INPUT FOR THIS TASK:
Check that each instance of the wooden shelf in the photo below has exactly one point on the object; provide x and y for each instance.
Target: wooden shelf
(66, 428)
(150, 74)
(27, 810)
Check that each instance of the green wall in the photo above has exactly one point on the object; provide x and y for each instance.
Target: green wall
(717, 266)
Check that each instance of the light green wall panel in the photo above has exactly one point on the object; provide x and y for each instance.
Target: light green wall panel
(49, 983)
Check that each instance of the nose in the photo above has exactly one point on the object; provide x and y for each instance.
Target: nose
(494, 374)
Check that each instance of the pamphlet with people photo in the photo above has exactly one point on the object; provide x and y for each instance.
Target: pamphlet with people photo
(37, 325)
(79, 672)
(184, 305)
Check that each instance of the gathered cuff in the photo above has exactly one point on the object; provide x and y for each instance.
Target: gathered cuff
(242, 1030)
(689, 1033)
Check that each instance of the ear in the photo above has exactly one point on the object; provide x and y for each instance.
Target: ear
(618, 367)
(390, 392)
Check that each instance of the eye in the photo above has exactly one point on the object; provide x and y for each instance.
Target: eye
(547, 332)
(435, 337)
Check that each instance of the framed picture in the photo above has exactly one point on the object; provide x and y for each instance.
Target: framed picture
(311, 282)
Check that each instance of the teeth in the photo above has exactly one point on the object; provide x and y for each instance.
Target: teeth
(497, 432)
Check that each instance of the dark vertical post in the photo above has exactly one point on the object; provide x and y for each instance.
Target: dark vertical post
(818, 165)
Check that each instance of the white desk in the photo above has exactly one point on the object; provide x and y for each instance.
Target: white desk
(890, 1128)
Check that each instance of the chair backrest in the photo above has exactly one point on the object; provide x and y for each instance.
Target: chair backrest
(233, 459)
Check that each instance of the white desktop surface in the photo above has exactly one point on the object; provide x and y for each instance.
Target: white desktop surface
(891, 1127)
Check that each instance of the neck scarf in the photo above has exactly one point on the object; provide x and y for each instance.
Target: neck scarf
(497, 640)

GIVEN EXERCISE: Format the listing above as a Markdown table with two columns, Row for a running number and Line for the line itself, leaving out any blank lines.

RESPONSE TO THIS TASK:
| Row | Line |
|---|---|
| 1 | Check that each instance of the wooden shelf in the photo below has exactly one point on the object; provide x and y for each instance. |
| 2 | Target: wooden shelf |
| 3 | (66, 428) |
| 4 | (150, 74) |
| 5 | (27, 810) |
| 6 | Check that each instance of the green wall in the photo above has exactly one point on the object; provide x and y for each instance. |
| 7 | Target: green wall |
| 8 | (717, 266) |
| 9 | Check that each instance of the light green wall panel in the photo above has exactly one point on the object; provide x and y for each instance. |
| 10 | Target: light green wall panel |
| 11 | (49, 983) |
| 12 | Check that each instance of the nose in the photo above has exactly one point on the object; provide x and y for each instance. |
| 13 | Target: nose |
| 14 | (494, 374) |
| 15 | Check that each instance of the pamphlet with people photo in the photo above has exactly one point on the object; provide x and y for each instance. |
| 16 | Target: pamphlet with people photo |
| 17 | (37, 325) |
| 18 | (79, 672) |
| 19 | (184, 305) |
| 20 | Check that each instance of the gathered cuff in the photo above has exactly one point on the object; provide x and y for each instance. |
| 21 | Target: gathered cuff |
| 22 | (242, 1030) |
| 23 | (689, 1033) |
| 24 | Check that each instance of the ear in the photo above has exactly one point on the object; provide x and y for each instance. |
| 25 | Target: ear |
| 26 | (618, 367) |
| 27 | (390, 392) |
| 28 | Check that each instance of the eye in the photo above has exactly one point on the object; provide x and y for each instance. |
| 29 | Target: eye |
| 30 | (547, 332) |
| 31 | (435, 337) |
| 32 | Check that each instance of the framed picture in the photo above has exactly one point on the object; provide x and y for each instance. |
| 33 | Target: framed picture |
| 34 | (311, 282) |
| 35 | Check that each instance of the teeth in the photo above has exactly one point on the object; provide x and y for each instance. |
| 36 | Target: teeth |
| 37 | (497, 432) |
| 38 | Check that each instance of the dark vertical post in the photo above has exactly one point on the object; provide x and y for each instance. |
| 39 | Target: dark vertical post |
| 40 | (818, 165) |
| 41 | Check that each instance of the white desk in the photo above has exactly one point on the object; provide x and y for each instance. |
| 42 | Target: white desk |
| 43 | (890, 1128) |
| 44 | Check that each instance of the chair backrest in the photo above has exactly one point on the object; provide x and y for each instance. |
| 45 | Target: chair backrest |
| 46 | (233, 459) |
| 47 | Check that each instance of the white desktop surface in the photo above has exactly one point on the object; provide x and y for each instance. |
| 48 | Target: white desktop surface |
| 49 | (891, 1127) |
| 50 | Check that each instance of the neck scarf in the photo above has exactly one point on the object; provide x and y for each instance. |
| 51 | Target: neck scarf |
| 52 | (497, 640) |